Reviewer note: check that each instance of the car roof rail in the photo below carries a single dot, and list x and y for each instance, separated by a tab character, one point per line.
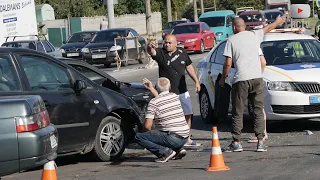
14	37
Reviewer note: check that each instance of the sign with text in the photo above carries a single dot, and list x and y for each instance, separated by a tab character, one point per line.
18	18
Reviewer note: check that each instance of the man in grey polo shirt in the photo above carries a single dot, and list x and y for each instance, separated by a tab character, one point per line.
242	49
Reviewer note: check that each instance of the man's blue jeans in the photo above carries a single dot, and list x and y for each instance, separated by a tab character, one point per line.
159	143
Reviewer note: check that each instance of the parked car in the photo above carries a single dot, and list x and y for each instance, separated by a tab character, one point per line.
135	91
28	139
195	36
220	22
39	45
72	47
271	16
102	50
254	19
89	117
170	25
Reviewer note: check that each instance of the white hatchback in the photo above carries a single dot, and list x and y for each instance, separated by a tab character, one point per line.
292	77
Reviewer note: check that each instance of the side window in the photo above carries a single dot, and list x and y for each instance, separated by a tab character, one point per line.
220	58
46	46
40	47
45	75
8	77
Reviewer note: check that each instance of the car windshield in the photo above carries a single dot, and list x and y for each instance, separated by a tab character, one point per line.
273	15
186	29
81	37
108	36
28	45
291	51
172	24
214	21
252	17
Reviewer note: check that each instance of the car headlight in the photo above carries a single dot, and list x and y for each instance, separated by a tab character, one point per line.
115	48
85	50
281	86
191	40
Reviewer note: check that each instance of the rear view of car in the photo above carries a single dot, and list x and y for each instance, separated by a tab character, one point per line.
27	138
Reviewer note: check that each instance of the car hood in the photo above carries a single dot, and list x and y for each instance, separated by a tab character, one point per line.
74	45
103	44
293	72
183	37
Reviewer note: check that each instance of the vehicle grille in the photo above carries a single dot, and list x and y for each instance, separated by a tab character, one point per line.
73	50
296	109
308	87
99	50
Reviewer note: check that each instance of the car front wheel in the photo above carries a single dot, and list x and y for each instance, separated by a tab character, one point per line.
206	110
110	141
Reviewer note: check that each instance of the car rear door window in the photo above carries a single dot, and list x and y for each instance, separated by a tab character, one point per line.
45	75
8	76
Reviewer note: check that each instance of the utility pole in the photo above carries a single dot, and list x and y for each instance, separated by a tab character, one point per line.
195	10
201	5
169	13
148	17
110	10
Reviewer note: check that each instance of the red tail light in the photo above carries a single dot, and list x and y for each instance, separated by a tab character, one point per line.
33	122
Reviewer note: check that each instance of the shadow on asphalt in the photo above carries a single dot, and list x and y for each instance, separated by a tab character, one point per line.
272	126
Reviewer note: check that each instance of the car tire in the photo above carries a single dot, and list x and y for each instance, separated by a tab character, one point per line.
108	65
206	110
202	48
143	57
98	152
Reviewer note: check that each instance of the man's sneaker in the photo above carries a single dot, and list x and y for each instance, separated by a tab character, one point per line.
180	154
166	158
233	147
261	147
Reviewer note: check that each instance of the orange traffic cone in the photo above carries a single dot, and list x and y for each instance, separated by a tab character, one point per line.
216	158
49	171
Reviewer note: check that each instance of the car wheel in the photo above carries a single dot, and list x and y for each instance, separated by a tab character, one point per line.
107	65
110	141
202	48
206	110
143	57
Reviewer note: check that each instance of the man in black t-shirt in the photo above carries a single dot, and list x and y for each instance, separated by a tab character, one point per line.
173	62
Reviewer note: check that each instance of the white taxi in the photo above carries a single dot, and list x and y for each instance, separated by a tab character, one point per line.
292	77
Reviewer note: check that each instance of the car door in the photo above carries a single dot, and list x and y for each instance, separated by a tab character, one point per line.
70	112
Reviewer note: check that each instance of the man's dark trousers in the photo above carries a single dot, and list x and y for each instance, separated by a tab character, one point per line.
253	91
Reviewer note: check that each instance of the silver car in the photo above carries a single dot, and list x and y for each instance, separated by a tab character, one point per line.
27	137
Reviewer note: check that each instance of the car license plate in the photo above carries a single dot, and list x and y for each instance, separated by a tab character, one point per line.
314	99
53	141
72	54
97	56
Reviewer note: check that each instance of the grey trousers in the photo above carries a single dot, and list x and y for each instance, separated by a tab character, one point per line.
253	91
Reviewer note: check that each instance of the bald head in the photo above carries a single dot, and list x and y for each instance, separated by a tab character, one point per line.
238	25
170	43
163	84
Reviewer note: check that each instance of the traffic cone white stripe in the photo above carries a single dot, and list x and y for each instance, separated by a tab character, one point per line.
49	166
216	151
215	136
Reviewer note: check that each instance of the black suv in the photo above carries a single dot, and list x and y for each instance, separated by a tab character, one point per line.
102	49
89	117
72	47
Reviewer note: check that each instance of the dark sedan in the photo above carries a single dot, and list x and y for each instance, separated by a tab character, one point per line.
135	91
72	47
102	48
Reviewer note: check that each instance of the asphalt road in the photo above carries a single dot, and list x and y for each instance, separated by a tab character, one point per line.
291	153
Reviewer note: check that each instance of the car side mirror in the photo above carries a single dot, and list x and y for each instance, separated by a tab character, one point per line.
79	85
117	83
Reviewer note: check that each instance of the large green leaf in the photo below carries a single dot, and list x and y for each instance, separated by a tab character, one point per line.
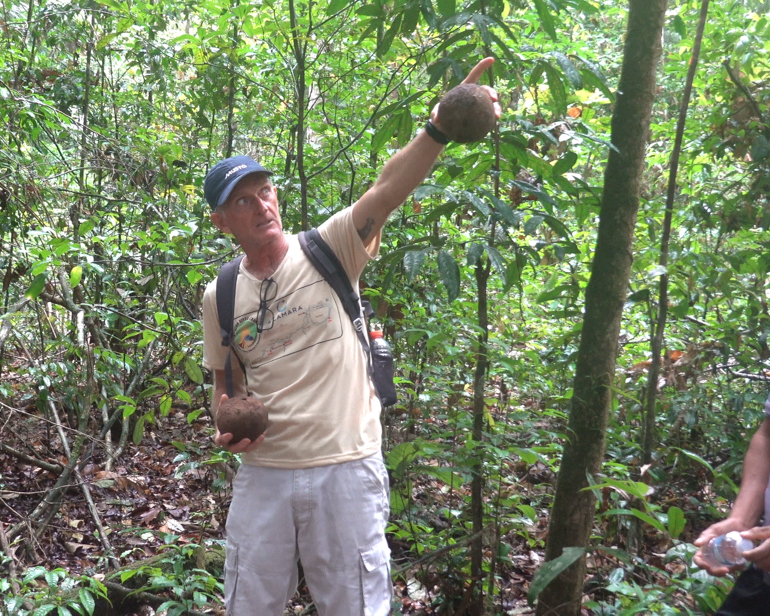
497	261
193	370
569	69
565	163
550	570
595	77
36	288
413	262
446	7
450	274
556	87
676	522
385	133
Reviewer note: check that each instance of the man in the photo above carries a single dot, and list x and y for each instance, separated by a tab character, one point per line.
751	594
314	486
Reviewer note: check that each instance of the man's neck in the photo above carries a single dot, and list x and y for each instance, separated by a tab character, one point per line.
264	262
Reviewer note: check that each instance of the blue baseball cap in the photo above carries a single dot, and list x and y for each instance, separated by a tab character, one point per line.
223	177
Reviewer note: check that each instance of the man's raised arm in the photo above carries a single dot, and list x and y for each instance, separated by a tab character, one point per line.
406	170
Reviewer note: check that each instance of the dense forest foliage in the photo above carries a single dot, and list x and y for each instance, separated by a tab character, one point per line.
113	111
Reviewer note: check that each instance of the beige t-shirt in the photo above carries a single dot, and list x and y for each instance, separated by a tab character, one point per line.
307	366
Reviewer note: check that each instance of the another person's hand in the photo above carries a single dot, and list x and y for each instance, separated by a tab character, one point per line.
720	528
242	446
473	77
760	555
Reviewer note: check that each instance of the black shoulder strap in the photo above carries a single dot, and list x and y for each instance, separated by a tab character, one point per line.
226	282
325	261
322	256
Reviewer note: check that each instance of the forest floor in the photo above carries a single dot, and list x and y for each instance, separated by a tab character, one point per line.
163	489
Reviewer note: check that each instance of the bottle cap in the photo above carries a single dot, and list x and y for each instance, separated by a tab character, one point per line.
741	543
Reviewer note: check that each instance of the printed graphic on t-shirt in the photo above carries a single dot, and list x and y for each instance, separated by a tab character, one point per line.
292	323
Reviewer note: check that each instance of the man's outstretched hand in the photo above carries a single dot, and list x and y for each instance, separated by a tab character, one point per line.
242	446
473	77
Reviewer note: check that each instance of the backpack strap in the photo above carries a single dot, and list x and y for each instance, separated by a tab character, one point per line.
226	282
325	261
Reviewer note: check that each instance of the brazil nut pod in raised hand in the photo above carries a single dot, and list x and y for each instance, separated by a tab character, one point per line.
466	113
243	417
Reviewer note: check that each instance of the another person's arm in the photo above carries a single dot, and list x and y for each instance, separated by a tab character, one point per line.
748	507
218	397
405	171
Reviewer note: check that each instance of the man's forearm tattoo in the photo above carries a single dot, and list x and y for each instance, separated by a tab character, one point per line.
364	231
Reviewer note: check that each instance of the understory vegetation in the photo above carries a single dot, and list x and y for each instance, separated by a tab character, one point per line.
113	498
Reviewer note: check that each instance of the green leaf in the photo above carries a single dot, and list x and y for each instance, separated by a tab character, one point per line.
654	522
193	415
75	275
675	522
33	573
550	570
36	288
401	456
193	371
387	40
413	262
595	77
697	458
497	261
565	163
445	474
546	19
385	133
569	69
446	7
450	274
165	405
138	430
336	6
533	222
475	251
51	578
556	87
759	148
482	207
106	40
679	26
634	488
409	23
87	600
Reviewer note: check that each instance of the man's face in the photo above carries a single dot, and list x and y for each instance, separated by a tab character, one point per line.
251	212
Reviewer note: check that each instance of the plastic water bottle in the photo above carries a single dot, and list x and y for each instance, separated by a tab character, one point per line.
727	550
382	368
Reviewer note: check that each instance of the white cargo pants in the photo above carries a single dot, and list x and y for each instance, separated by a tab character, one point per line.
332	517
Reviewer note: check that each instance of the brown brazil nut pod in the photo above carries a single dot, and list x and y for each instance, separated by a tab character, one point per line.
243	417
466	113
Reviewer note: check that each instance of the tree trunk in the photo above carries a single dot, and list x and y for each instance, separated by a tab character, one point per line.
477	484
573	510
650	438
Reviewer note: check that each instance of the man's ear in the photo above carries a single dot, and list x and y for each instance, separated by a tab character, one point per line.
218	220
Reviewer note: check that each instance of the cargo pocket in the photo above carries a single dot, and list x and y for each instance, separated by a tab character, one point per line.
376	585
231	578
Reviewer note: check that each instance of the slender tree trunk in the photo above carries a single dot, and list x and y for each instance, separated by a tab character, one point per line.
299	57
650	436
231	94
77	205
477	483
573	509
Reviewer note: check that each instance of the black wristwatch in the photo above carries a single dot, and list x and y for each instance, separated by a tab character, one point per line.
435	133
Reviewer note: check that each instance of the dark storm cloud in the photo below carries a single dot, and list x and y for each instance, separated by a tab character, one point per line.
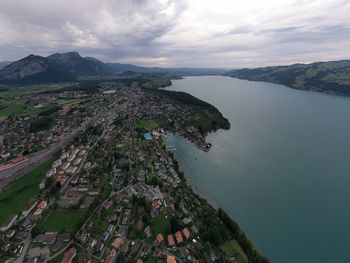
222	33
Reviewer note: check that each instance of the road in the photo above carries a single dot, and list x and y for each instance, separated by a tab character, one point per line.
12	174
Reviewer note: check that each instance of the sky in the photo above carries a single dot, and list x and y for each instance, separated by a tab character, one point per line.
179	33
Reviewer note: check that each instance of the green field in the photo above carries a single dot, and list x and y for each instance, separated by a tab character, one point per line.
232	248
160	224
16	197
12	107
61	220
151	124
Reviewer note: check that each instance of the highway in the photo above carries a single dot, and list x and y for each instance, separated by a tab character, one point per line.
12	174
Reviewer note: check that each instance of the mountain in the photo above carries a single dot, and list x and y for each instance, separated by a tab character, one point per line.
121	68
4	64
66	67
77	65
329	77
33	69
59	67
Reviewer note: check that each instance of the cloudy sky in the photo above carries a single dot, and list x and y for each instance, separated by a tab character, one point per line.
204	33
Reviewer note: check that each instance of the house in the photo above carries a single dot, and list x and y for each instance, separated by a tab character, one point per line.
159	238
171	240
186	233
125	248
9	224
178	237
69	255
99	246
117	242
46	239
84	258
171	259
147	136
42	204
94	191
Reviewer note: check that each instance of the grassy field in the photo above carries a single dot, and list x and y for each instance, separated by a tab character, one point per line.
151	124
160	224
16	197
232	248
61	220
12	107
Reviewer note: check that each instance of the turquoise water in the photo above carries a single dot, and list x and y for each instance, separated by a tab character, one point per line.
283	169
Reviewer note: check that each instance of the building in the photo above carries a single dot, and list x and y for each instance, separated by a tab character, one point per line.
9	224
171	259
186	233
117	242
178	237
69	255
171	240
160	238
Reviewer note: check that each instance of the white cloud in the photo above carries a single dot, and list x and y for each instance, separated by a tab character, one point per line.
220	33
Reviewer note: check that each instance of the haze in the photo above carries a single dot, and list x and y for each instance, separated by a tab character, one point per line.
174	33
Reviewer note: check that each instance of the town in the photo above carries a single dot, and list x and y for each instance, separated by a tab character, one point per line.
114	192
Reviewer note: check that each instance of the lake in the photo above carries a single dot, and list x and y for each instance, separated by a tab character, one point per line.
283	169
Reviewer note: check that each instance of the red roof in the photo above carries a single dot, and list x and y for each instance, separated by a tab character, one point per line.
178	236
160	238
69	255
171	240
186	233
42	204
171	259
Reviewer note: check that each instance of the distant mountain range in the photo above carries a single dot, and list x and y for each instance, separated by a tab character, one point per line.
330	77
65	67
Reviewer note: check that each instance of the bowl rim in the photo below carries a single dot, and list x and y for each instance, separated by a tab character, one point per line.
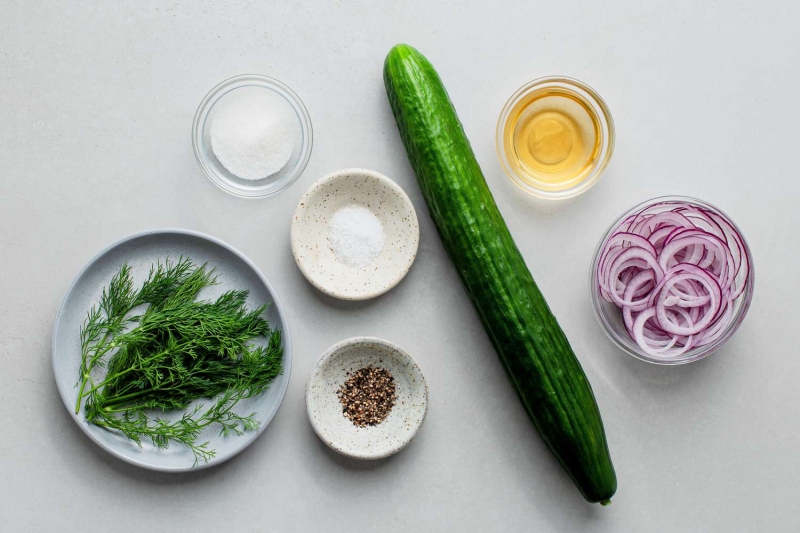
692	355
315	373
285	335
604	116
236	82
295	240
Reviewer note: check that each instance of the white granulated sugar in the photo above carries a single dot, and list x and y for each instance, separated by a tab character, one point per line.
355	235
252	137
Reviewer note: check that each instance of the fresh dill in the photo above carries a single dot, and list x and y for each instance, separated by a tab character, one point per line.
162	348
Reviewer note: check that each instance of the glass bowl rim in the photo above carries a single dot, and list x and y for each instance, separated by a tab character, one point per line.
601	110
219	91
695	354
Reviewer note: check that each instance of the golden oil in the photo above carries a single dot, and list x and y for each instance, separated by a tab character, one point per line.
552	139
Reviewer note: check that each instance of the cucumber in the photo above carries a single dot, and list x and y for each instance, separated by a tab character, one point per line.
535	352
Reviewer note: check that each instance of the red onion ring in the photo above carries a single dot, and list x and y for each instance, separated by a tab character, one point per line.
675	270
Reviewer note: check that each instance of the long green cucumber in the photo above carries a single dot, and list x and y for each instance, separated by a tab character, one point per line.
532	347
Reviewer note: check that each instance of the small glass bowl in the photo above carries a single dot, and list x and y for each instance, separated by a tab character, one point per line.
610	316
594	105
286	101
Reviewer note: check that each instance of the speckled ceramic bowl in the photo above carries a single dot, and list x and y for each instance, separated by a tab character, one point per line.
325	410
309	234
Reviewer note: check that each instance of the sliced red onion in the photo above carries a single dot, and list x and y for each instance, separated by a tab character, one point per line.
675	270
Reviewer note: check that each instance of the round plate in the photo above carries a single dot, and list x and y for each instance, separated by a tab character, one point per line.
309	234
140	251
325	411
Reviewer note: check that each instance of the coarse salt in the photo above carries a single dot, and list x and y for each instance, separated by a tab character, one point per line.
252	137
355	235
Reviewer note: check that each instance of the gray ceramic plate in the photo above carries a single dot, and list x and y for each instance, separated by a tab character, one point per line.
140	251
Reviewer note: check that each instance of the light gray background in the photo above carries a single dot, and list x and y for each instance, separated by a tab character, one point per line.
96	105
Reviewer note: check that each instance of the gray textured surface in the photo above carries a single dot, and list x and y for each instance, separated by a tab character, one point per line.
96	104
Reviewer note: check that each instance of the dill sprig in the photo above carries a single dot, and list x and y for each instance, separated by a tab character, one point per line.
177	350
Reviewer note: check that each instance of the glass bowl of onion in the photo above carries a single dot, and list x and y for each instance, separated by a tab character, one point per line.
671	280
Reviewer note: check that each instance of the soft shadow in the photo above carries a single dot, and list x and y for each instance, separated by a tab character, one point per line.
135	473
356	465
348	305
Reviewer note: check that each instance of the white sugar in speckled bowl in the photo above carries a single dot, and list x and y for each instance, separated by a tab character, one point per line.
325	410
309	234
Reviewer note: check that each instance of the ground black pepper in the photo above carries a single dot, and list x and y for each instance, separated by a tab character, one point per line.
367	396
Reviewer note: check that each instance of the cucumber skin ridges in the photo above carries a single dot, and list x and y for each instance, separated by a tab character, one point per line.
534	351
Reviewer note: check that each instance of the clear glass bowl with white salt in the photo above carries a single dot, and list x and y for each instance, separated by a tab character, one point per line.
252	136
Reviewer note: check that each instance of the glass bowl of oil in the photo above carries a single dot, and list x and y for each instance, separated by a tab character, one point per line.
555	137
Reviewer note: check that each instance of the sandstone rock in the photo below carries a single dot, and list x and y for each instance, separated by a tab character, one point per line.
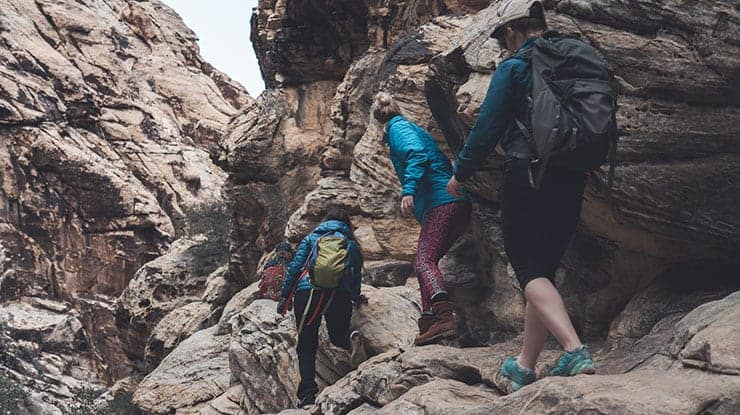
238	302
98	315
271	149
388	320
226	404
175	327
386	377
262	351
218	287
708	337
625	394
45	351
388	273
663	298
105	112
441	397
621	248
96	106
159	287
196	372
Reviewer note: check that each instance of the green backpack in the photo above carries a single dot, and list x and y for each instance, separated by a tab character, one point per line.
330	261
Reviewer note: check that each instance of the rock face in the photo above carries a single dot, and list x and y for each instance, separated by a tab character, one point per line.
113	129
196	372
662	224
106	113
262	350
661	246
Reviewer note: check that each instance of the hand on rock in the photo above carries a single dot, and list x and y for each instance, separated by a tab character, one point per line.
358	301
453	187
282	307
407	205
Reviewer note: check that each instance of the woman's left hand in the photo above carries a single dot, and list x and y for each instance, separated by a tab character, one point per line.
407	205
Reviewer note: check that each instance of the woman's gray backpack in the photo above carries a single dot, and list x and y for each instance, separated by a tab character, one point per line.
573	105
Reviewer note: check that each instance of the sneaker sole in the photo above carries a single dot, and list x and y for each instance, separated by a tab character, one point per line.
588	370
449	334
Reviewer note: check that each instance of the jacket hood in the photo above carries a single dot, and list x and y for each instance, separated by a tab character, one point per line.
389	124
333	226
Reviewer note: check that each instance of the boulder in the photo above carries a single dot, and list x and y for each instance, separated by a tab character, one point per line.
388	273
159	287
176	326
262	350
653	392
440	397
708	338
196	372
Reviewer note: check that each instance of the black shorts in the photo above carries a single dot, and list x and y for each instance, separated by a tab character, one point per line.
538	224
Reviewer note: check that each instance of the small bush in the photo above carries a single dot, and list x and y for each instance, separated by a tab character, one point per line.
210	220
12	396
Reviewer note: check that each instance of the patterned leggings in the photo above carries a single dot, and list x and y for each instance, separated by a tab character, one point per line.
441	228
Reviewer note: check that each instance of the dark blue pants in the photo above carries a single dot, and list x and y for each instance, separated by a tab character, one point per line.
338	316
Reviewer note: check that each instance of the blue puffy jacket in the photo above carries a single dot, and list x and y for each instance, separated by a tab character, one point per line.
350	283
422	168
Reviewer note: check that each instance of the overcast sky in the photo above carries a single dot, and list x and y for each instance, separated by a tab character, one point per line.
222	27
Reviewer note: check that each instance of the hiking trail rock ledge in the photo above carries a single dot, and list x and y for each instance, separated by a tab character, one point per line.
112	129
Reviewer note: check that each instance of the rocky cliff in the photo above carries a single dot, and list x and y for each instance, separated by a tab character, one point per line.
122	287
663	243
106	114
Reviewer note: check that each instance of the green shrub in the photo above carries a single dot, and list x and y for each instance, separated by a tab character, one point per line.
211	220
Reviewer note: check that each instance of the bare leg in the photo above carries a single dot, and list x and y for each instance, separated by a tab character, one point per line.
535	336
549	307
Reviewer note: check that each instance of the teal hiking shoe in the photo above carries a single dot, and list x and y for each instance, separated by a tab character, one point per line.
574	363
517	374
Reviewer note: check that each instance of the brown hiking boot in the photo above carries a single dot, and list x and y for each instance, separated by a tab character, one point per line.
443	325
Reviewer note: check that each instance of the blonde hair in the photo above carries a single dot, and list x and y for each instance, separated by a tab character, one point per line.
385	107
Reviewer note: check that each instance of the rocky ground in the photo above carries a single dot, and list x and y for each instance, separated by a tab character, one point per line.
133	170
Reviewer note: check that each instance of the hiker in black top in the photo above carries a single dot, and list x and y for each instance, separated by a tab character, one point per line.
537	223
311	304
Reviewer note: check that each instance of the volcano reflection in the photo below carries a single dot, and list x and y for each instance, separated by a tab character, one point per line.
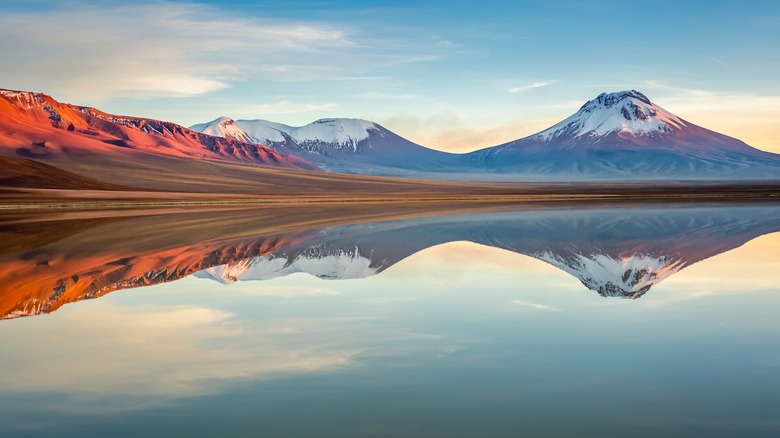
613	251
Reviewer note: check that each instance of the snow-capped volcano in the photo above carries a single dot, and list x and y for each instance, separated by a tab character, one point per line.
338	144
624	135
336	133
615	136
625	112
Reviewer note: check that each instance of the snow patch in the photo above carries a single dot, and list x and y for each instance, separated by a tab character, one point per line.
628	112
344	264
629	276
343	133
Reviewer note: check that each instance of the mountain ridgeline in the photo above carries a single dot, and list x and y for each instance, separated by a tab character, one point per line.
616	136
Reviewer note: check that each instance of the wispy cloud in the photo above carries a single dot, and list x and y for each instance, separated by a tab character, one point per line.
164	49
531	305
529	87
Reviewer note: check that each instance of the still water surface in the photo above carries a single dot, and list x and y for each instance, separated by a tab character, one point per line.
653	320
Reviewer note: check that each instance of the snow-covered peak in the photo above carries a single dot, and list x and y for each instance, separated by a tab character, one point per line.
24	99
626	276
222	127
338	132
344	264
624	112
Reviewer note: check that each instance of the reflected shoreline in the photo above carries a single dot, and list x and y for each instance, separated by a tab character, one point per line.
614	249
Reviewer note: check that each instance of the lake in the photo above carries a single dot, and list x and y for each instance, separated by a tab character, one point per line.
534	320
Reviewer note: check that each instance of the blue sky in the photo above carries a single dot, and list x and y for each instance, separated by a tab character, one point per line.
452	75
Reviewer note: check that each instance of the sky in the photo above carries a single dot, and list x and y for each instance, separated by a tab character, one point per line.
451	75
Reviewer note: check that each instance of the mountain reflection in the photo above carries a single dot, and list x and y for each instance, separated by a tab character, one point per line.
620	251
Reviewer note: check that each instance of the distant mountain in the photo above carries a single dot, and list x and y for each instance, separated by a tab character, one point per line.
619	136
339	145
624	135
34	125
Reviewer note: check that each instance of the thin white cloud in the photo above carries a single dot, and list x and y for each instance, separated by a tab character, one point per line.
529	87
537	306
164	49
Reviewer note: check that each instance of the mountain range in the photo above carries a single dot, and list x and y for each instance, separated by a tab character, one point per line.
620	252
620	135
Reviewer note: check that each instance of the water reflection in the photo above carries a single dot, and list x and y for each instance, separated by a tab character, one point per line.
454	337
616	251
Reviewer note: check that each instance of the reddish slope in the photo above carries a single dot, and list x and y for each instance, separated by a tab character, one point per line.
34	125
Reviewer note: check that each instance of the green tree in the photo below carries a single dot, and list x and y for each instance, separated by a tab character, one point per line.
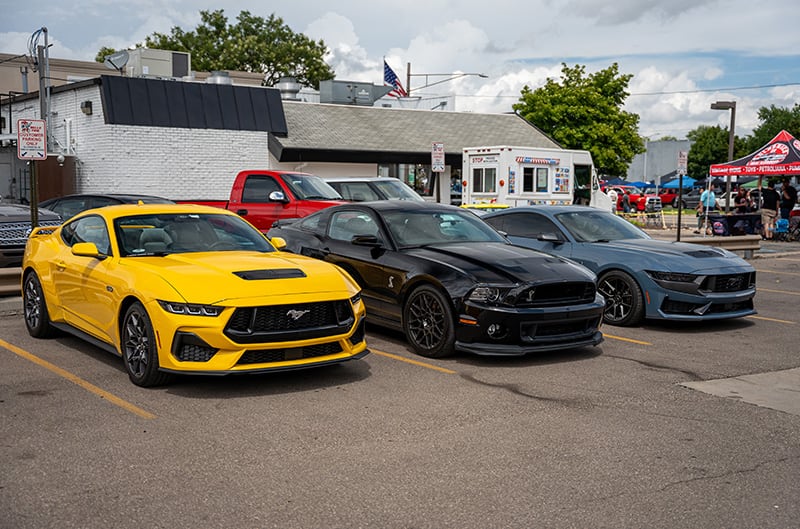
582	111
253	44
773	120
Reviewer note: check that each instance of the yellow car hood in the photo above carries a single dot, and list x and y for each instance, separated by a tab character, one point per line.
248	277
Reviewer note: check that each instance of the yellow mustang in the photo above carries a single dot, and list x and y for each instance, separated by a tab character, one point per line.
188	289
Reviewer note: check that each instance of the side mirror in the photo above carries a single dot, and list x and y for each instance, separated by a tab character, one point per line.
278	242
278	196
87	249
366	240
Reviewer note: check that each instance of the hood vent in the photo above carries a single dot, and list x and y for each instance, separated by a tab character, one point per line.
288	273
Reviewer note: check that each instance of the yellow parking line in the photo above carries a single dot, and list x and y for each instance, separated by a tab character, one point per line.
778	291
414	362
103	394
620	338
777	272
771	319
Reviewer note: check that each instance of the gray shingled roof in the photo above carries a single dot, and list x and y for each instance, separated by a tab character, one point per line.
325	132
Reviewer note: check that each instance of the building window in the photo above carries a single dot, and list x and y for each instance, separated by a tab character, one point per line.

— Instruction —
Write out exactly the lines starting with the one that holds "Reviewer note: check that each instance of the side mirror" and running through the last line above.

— Problem solution —
Reviewer note: check that each instance of the side mirror in the photo above carries a single dot, and list x and y for each instance, separated by a tab character, one point per line.
278	242
278	196
87	249
366	240
Reviewer note: check that each instance of the hood vent in the photo above carries a single dot, and list x and y for each instance, separated by a tab character, one point per line.
288	273
Reviewer note: check that each instance of the yellow parking line in the photo above carries a single dot, and list x and y for each instance, separated by a tab character, one point per line.
778	291
414	362
103	394
620	338
777	272
771	319
Reviewer note: check that each instance of the gray shingled roof in the photo above carries a single dot, and list x and y for each instance, separated by a tab character, one point per line.
325	132
Reviewer note: check that each instance of the building window in the photo above carries a single dot, and list x and y for each instance, separated by a tab character, one point per line.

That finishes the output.